** Details zur Aufgabe **
Kannst du aus dem Interview über Panzerlieferungen an die Ukraine die Stelle wortgetreu kopieren, die mit „Immerhin auch 31“ anfängt und bis einschließlich „nach wie aus?“ reicht?

Sahra Wagenknecht hat eine sehr klare Haltung: Waffen beenden diesen Krieg nicht, sondern Verhandlungen! Diesen Kurs vermisse ich in der gesamten Bundesregierung und bei Olaf Scholz. Da geht es sehr einseitig um immer mehr Waffen. Im Ergebnis erhöht dieser Kurs die Gefahr, dass wir Kriegspartei werden.
Gibt die sogenannte Panzer-Allianz da keine Sicherheit?
Die meisten Leopard-Panzer in Europa besitzen Griechenland und die Türkei, die liefern beide nicht. Und die allermeisten anderen Staaten Europas ebenfalls nicht. Dann wird so getan, als wären diese wenigen Panzer aus Deutschland kriegsentscheidend, das ist absurd. Kurzum: Hier wird eine innenpolitische Diskussion geführt, bei der jeder Militärexperte nur den Kopf schütteln kann. Wann liefern eigentlich die USA ihre Abrams-Panzer? Dieser tröpfchenweise Informationsfluss ist Volksverarsche. Das nervt.
Immerhin auch 31 Prozent der Linken-Wähler hatten sich laut ZDF-Politbarometer für Kampfpanzer-Lieferungen in die Ukraine ausgesprochen.
Ich denke, dass es bei jedem klar denkenden Menschen eine gewisse Zerrissenheit gibt. Mir sind Leute suspekt, die ohne Nachdenken und Abwägen immer wissen, was richtig ist. Ich glaube, dass es richtig und wichtig ist, dass wir als Linkspartei Nein sagen zu Kampfpanzern und Kampfjet-Debatten. Wir müssen bei dieser Frage eine klare Linie beibehalten.
Fühlen Sie sich als Gegner von Kampfpanzer-Lieferungen von der Debatte ausgeschlossen?
Wer für Panzer ist, ist ein Guter und wer dagegen ist, ist ein Schlechter. Dieser öffentliche Diskurs ist nicht faktenbasiert und innenpolitisch geprägt. Wer einfach nur dahinsagt, dass die Ukraine gewinnen muss, hat die Komplexität der Situation nicht verstanden.
Die sieht Ihrer Meinung nach wie aus?
Russland hat noch diverse Möglichkeiten, die Eskalationsschraube nach oben zu drehen. So verheerend und barbarisch das russische Agieren ist: Russland wird wegen der Waffenlieferungen nicht in die Knie gehen. Aber die Annahme ist zynisch und geht zulasten der Ukrainer, die täglich leiden. Wer sagt denn, dass das ukrainische Volk mehr Waffen will? Die meisten Ukrainer wollen einfach nur, dass der Krieg endet und sie in Freiheit leben können.
Sie fordern ein „Jahr der Diplomatie“ und mehr Verhandlungen. Sind die Kriegsparteien denn dafür überhaupt bereit?
Ich bin der festen Überzeugung, dass es auf dem Schlachtfeld keine Lösung gibt. Wenn Willy Brandt mit Leonid Breschnew Ost-Verträge verabschieden konnte, dann muss das heute auch möglich sein. Ja, es kann scheitern! Aber wir tun immer so, als stünde die ganze Welt gegen Russland. Das ist mitnichten so, wie Olaf Scholz gerade erst in Brasilien erlebt hat. Auch andere große Staaten wie China und Indien haben eine andere Sicht auf den Krieg als Europa und die USA. Sie wollen versuchen, den Krieg ohne weitere Waffen zu beenden. Das unterstütze ich.

** Bereitgestelltes Material **

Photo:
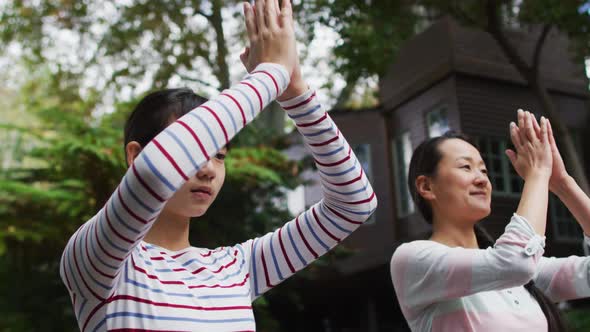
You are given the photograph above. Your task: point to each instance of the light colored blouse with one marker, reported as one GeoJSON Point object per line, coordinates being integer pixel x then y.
{"type": "Point", "coordinates": [440, 288]}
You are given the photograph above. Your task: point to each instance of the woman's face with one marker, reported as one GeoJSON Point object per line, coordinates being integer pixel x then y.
{"type": "Point", "coordinates": [461, 189]}
{"type": "Point", "coordinates": [198, 193]}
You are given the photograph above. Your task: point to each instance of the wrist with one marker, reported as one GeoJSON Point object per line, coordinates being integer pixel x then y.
{"type": "Point", "coordinates": [538, 173]}
{"type": "Point", "coordinates": [562, 186]}
{"type": "Point", "coordinates": [295, 89]}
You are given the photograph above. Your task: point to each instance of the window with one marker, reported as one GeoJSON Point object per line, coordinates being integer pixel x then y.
{"type": "Point", "coordinates": [565, 226]}
{"type": "Point", "coordinates": [402, 152]}
{"type": "Point", "coordinates": [363, 154]}
{"type": "Point", "coordinates": [437, 122]}
{"type": "Point", "coordinates": [504, 179]}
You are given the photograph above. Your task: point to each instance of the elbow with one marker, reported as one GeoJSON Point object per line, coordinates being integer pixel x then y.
{"type": "Point", "coordinates": [521, 271]}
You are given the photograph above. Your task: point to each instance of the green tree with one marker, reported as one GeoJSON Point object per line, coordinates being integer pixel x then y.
{"type": "Point", "coordinates": [496, 16]}
{"type": "Point", "coordinates": [371, 33]}
{"type": "Point", "coordinates": [74, 165]}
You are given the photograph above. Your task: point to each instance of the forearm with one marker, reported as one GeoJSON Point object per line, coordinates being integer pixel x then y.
{"type": "Point", "coordinates": [576, 201]}
{"type": "Point", "coordinates": [97, 252]}
{"type": "Point", "coordinates": [534, 200]}
{"type": "Point", "coordinates": [344, 183]}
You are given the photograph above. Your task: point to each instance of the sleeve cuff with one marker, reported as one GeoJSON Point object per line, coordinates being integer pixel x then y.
{"type": "Point", "coordinates": [536, 242]}
{"type": "Point", "coordinates": [302, 106]}
{"type": "Point", "coordinates": [277, 71]}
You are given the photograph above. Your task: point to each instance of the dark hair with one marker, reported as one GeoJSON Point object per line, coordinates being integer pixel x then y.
{"type": "Point", "coordinates": [425, 162]}
{"type": "Point", "coordinates": [156, 111]}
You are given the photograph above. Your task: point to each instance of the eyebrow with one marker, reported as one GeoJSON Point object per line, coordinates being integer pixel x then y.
{"type": "Point", "coordinates": [469, 159]}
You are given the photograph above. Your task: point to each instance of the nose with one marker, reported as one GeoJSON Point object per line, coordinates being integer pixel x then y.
{"type": "Point", "coordinates": [481, 179]}
{"type": "Point", "coordinates": [207, 171]}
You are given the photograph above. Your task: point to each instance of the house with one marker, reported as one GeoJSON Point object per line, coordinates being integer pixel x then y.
{"type": "Point", "coordinates": [448, 77]}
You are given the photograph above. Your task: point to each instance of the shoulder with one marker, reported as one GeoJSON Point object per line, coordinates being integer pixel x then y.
{"type": "Point", "coordinates": [417, 253]}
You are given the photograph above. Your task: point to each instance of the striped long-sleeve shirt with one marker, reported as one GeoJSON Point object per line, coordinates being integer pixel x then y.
{"type": "Point", "coordinates": [440, 288]}
{"type": "Point", "coordinates": [119, 282]}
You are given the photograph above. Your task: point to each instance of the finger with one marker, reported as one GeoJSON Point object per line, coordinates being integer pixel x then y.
{"type": "Point", "coordinates": [250, 22]}
{"type": "Point", "coordinates": [244, 57]}
{"type": "Point", "coordinates": [286, 16]}
{"type": "Point", "coordinates": [514, 135]}
{"type": "Point", "coordinates": [521, 121]}
{"type": "Point", "coordinates": [271, 13]}
{"type": "Point", "coordinates": [511, 156]}
{"type": "Point", "coordinates": [544, 131]}
{"type": "Point", "coordinates": [536, 126]}
{"type": "Point", "coordinates": [260, 6]}
{"type": "Point", "coordinates": [550, 133]}
{"type": "Point", "coordinates": [529, 131]}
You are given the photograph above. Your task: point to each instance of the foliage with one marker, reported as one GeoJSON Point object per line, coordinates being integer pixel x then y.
{"type": "Point", "coordinates": [73, 166]}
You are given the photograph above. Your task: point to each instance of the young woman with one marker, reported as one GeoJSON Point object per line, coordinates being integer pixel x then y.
{"type": "Point", "coordinates": [131, 267]}
{"type": "Point", "coordinates": [459, 280]}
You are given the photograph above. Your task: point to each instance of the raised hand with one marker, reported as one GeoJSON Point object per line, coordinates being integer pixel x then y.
{"type": "Point", "coordinates": [533, 155]}
{"type": "Point", "coordinates": [271, 35]}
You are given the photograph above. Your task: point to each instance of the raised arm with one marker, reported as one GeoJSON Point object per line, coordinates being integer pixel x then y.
{"type": "Point", "coordinates": [94, 256]}
{"type": "Point", "coordinates": [566, 278]}
{"type": "Point", "coordinates": [425, 272]}
{"type": "Point", "coordinates": [348, 200]}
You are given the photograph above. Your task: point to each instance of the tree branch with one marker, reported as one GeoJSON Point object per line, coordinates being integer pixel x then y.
{"type": "Point", "coordinates": [194, 79]}
{"type": "Point", "coordinates": [494, 27]}
{"type": "Point", "coordinates": [539, 47]}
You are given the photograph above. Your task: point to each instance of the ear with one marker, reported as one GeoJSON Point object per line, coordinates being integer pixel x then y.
{"type": "Point", "coordinates": [424, 187]}
{"type": "Point", "coordinates": [132, 150]}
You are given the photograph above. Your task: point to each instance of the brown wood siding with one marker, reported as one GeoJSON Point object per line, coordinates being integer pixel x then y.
{"type": "Point", "coordinates": [361, 127]}
{"type": "Point", "coordinates": [486, 108]}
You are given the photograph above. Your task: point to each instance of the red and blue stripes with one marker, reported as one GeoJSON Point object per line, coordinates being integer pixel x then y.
{"type": "Point", "coordinates": [118, 282]}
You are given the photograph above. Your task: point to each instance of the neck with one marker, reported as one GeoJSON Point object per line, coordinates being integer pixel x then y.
{"type": "Point", "coordinates": [454, 234]}
{"type": "Point", "coordinates": [169, 231]}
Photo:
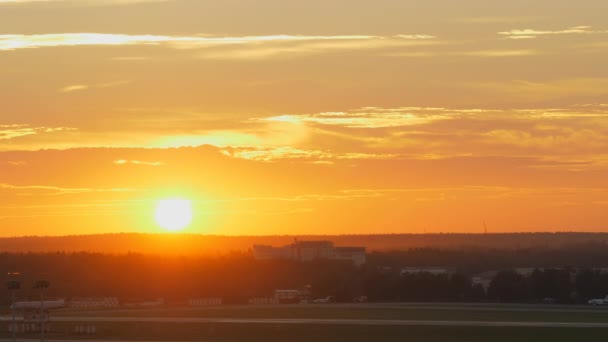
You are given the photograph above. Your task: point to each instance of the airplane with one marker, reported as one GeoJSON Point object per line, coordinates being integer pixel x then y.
{"type": "Point", "coordinates": [598, 301]}
{"type": "Point", "coordinates": [325, 300]}
{"type": "Point", "coordinates": [37, 305]}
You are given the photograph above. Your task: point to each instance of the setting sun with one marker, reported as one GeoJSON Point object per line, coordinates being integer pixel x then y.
{"type": "Point", "coordinates": [173, 214]}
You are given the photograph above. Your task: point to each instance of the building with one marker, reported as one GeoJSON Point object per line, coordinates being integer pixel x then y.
{"type": "Point", "coordinates": [429, 270]}
{"type": "Point", "coordinates": [311, 250]}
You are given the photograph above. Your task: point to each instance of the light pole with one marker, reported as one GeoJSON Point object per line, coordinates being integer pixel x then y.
{"type": "Point", "coordinates": [42, 285]}
{"type": "Point", "coordinates": [13, 286]}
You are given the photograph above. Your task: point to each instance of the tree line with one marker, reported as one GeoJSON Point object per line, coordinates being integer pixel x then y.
{"type": "Point", "coordinates": [238, 276]}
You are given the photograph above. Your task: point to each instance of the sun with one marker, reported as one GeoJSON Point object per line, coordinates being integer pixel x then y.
{"type": "Point", "coordinates": [173, 214]}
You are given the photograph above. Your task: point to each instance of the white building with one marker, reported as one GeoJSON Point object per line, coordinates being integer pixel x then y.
{"type": "Point", "coordinates": [311, 250]}
{"type": "Point", "coordinates": [429, 270]}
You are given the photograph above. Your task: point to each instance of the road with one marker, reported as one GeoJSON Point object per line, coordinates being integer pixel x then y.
{"type": "Point", "coordinates": [309, 321]}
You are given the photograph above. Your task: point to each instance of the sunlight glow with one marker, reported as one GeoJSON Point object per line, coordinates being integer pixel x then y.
{"type": "Point", "coordinates": [174, 214]}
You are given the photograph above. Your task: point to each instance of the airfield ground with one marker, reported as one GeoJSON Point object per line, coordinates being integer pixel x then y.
{"type": "Point", "coordinates": [361, 322]}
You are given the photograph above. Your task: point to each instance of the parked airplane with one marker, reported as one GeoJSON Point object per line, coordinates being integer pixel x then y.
{"type": "Point", "coordinates": [325, 300]}
{"type": "Point", "coordinates": [598, 301]}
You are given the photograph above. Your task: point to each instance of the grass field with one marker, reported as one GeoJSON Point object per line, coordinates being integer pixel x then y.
{"type": "Point", "coordinates": [469, 313]}
{"type": "Point", "coordinates": [272, 333]}
{"type": "Point", "coordinates": [206, 331]}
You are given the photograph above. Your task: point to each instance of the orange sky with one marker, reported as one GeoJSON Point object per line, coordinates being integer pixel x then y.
{"type": "Point", "coordinates": [304, 117]}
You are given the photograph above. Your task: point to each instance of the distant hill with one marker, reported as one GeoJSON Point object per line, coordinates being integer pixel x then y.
{"type": "Point", "coordinates": [212, 244]}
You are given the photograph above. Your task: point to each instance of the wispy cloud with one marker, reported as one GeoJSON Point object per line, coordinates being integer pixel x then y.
{"type": "Point", "coordinates": [55, 190]}
{"type": "Point", "coordinates": [137, 162]}
{"type": "Point", "coordinates": [291, 153]}
{"type": "Point", "coordinates": [368, 117]}
{"type": "Point", "coordinates": [80, 87]}
{"type": "Point", "coordinates": [15, 42]}
{"type": "Point", "coordinates": [82, 2]}
{"type": "Point", "coordinates": [16, 130]}
{"type": "Point", "coordinates": [534, 33]}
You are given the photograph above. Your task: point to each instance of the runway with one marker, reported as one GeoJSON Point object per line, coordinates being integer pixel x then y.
{"type": "Point", "coordinates": [308, 321]}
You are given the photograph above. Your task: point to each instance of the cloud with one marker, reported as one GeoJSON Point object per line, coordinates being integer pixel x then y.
{"type": "Point", "coordinates": [256, 45]}
{"type": "Point", "coordinates": [72, 88]}
{"type": "Point", "coordinates": [532, 33]}
{"type": "Point", "coordinates": [79, 87]}
{"type": "Point", "coordinates": [83, 2]}
{"type": "Point", "coordinates": [137, 162]}
{"type": "Point", "coordinates": [289, 153]}
{"type": "Point", "coordinates": [8, 132]}
{"type": "Point", "coordinates": [55, 190]}
{"type": "Point", "coordinates": [368, 117]}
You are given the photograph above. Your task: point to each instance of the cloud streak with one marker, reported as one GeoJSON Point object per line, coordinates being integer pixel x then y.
{"type": "Point", "coordinates": [16, 42]}
{"type": "Point", "coordinates": [533, 33]}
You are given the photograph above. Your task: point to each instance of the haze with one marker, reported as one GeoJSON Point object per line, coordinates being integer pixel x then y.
{"type": "Point", "coordinates": [304, 117]}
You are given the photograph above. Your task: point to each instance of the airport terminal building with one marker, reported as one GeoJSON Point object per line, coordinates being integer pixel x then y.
{"type": "Point", "coordinates": [311, 250]}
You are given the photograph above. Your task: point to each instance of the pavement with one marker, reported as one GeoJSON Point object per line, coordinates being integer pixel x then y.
{"type": "Point", "coordinates": [309, 321]}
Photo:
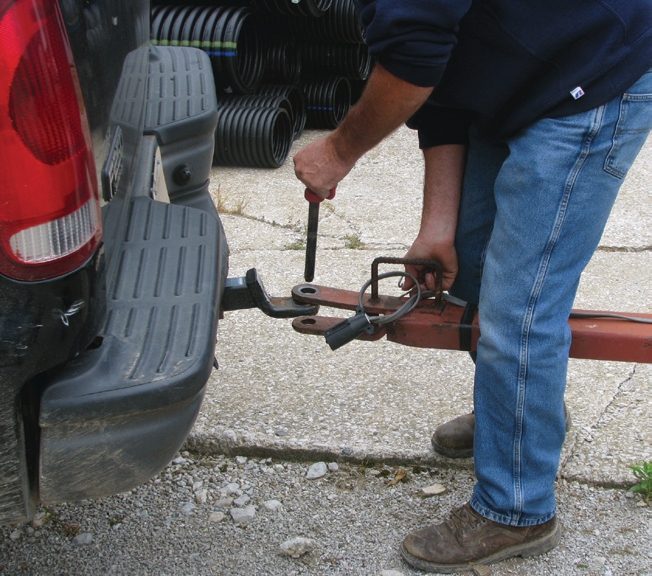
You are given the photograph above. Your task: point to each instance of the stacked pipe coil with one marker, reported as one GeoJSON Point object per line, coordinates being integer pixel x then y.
{"type": "Point", "coordinates": [340, 23]}
{"type": "Point", "coordinates": [312, 8]}
{"type": "Point", "coordinates": [350, 60]}
{"type": "Point", "coordinates": [310, 54]}
{"type": "Point", "coordinates": [228, 34]}
{"type": "Point", "coordinates": [282, 60]}
{"type": "Point", "coordinates": [328, 101]}
{"type": "Point", "coordinates": [257, 136]}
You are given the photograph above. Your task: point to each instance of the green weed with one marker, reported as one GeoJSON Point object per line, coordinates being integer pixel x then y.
{"type": "Point", "coordinates": [643, 473]}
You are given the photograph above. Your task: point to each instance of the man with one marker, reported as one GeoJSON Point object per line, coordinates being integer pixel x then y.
{"type": "Point", "coordinates": [561, 98]}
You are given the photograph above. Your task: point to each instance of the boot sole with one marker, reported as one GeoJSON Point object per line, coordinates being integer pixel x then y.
{"type": "Point", "coordinates": [450, 453]}
{"type": "Point", "coordinates": [525, 550]}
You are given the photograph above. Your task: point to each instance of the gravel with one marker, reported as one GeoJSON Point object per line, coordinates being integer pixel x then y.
{"type": "Point", "coordinates": [252, 516]}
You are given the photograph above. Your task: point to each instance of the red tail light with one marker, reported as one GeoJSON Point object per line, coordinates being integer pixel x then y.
{"type": "Point", "coordinates": [49, 205]}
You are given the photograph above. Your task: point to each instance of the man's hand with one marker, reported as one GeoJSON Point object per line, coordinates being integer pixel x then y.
{"type": "Point", "coordinates": [443, 252]}
{"type": "Point", "coordinates": [319, 167]}
{"type": "Point", "coordinates": [385, 104]}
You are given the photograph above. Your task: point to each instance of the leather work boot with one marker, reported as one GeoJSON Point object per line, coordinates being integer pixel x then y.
{"type": "Point", "coordinates": [455, 437]}
{"type": "Point", "coordinates": [467, 539]}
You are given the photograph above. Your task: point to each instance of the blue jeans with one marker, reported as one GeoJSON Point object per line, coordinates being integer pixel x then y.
{"type": "Point", "coordinates": [533, 211]}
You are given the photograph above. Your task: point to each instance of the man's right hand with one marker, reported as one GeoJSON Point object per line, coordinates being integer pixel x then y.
{"type": "Point", "coordinates": [319, 167]}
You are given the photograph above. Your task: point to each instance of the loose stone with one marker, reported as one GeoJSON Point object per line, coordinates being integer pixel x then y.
{"type": "Point", "coordinates": [273, 505]}
{"type": "Point", "coordinates": [242, 500]}
{"type": "Point", "coordinates": [297, 547]}
{"type": "Point", "coordinates": [433, 490]}
{"type": "Point", "coordinates": [82, 539]}
{"type": "Point", "coordinates": [317, 471]}
{"type": "Point", "coordinates": [187, 508]}
{"type": "Point", "coordinates": [242, 516]}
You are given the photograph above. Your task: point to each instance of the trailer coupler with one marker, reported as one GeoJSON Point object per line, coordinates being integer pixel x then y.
{"type": "Point", "coordinates": [444, 323]}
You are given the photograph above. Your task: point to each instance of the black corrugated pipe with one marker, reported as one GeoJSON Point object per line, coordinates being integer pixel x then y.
{"type": "Point", "coordinates": [312, 8]}
{"type": "Point", "coordinates": [258, 137]}
{"type": "Point", "coordinates": [282, 60]}
{"type": "Point", "coordinates": [328, 100]}
{"type": "Point", "coordinates": [350, 60]}
{"type": "Point", "coordinates": [227, 34]}
{"type": "Point", "coordinates": [297, 98]}
{"type": "Point", "coordinates": [338, 24]}
{"type": "Point", "coordinates": [261, 100]}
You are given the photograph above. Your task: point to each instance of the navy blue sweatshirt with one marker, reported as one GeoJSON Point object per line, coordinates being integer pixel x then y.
{"type": "Point", "coordinates": [513, 61]}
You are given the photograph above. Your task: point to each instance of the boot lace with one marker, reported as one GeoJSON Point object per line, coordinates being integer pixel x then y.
{"type": "Point", "coordinates": [464, 519]}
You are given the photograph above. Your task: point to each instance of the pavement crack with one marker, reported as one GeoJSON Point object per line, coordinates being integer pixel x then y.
{"type": "Point", "coordinates": [632, 249]}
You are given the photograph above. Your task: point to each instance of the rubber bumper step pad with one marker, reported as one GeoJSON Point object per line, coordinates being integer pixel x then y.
{"type": "Point", "coordinates": [158, 341]}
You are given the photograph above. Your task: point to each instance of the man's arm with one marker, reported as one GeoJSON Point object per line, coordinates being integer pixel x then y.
{"type": "Point", "coordinates": [386, 103]}
{"type": "Point", "coordinates": [441, 201]}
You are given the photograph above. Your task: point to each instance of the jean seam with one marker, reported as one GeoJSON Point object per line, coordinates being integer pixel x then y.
{"type": "Point", "coordinates": [533, 300]}
{"type": "Point", "coordinates": [610, 162]}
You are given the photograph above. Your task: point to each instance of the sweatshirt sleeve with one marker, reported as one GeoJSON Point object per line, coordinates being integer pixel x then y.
{"type": "Point", "coordinates": [412, 39]}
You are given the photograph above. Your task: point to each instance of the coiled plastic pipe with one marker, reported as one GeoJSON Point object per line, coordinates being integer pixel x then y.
{"type": "Point", "coordinates": [253, 136]}
{"type": "Point", "coordinates": [328, 101]}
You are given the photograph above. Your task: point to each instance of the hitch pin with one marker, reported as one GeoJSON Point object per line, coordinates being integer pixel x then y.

** Ergebnis der Aufgabe **
Immerhin auch 31 Prozent der Linken-Wähler hatten sich laut ZDF-Politbarometer für Kampfpanzer-Lieferungen in die Ukraine ausgesprochen.
Ich denke, dass es bei jedem klar denkenden Menschen eine gewisse Zerrissenheit gibt. Mir sind Leute suspekt, die ohne Nachdenken und Abwägen immer wissen, was richtig ist. Ich glaube, dass es richtig und wichtig ist, dass wir als Linkspartei Nein sagen zu Kampfpanzern und Kampfjet-Debatten. Wir müssen bei dieser Frage eine klare Linie beibehalten.
Fühlen Sie sich als Gegner von Kampfpanzer-Lieferungen von der Debatte ausgeschlossen?
Wer für Panzer ist, ist ein Guter und wer dagegen ist, ist ein Schlechter. Dieser öffentliche Diskurs ist nicht faktenbasiert und innenpolitisch geprägt. Wer einfach nur dahinsagt, dass die Ukraine gewinnen muss, hat die Komplexität der Situation nicht verstanden.
Die sieht Ihrer Meinung nach wie aus?